Requirement :: The reply should hold every record, copied exactly, and none of the pictures.

Given information ::
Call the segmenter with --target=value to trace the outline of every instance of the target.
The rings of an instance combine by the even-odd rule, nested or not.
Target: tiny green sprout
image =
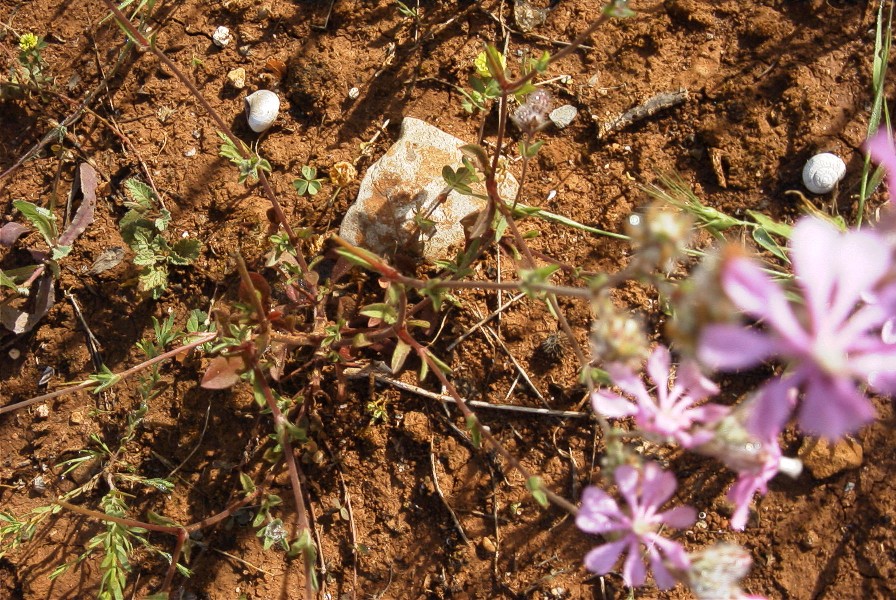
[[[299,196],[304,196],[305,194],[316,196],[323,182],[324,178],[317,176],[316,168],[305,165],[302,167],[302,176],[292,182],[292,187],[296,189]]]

Response area ::
Call the segmenter with --target=value to trace the outline of every instance of the target.
The rings of an instance combine by the even-odd rule, nested or not.
Target: tiny green sprout
image =
[[[299,196],[304,196],[305,194],[316,196],[323,182],[324,178],[317,176],[316,168],[305,165],[302,167],[302,176],[292,182],[292,187],[296,189]]]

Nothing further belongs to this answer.